→ **Passage**
To better understand that perspective, I recently interviewed Gia Jandieri, an economist who worked for the State Supply Committee in Georgia from 1984 to 1989.
In 1989 Gia cofounded the very first non-governmental organization in Soviet Georgia (the Association of Young Economists) to push for market economic education. And in 2001 he established a think-tank, the New Economic School, to promote economic freedom. The New Economic School has been a full member of the Economic Freedom Network since 2004.
Here’s our discussion (lightly edited for readability):
Matthew Mitchell (MM):
How did you become an economist and a Soviet planner?
Gia Jandieri (GM):
It was accidental. In 1984 my mother worked at the Gossnab (the State Supply Committee for the Central Planning Authority) and she offered to introduce me to her boss. At that time I was only 23 years old and had graduated from the Georgian Polytechnical Institute. My knowledge of economics was mostly from life and family experience (my parents worked at a metallurgical plant).
But as a student in 1979 I had had what I thought were a few strange discussions with a teacher of political economy. Like most teachers, he was no true believer in socialism (it was hard for anyone to believe at that time). But he was required to teach the propaganda. What surprised me was that he was willing to publicly agree with me about my suspicions that the system was failing and might even collapse. This was rare, and he was taking a risk. But it also inspired me. It is also important to note that he wanted to hide his hesitation about Marxism and the Soviet system and he also wanted me to stop my questions, and/or stop attending his lectures (which was of course not allowed). I recall he told me: “either I report you or someone reports both of us for having prohibited discussions.”

→ **Collected material**
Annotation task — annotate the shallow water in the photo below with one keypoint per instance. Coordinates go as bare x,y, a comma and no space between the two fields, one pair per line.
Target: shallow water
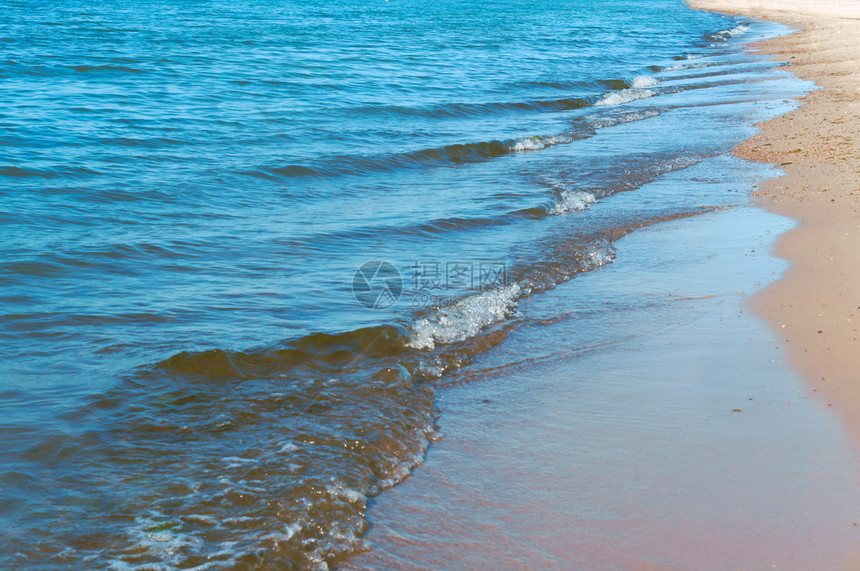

→ **Aim of the task**
Use the interview to answer:
(a) In what year did Gia Jandieri cofound the Association of Young Economists?
(b) Where did his mother work in 1984?
(c) From which institute had he graduated by that time?
The listing comes from a different source than the interview.

→ **Finished exercise**
(a) 1989
(b) At the Gossnab, the State Supply Committee for the Central Planning Authority
(c) The Georgian Polytechnical Institute